Find every line in the listing below that contains the word "user", and copy each one out in full.

• **DATA TO PROCESS**
• • •

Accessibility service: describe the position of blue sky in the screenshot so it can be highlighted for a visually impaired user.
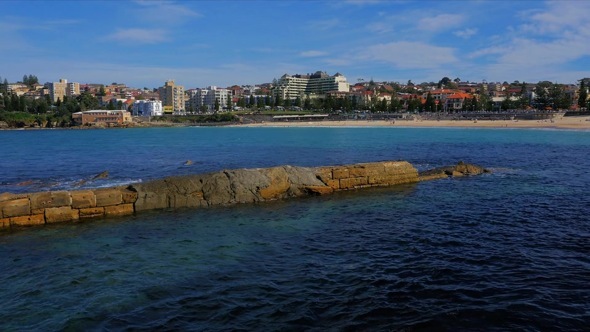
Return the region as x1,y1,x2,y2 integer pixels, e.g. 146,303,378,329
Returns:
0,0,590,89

• • •

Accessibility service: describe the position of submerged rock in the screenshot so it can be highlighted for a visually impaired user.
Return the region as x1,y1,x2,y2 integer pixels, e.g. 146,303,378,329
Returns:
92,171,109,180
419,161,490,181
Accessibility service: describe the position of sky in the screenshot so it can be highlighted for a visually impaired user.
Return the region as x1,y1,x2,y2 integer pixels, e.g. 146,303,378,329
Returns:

• • •

• **RESPONSE FOR THIS EXERCISE**
Accessibility service: describe the position of blue sky in the screenshot so it can be highlighted for a visually impaired user.
Accessibility service: describe the position of submerged rock in the screenshot so it can be highlighted for a visually impaired user.
Accessibility service: describe the position of sky in the screenshot so it can be highlighted for a visually impaired user.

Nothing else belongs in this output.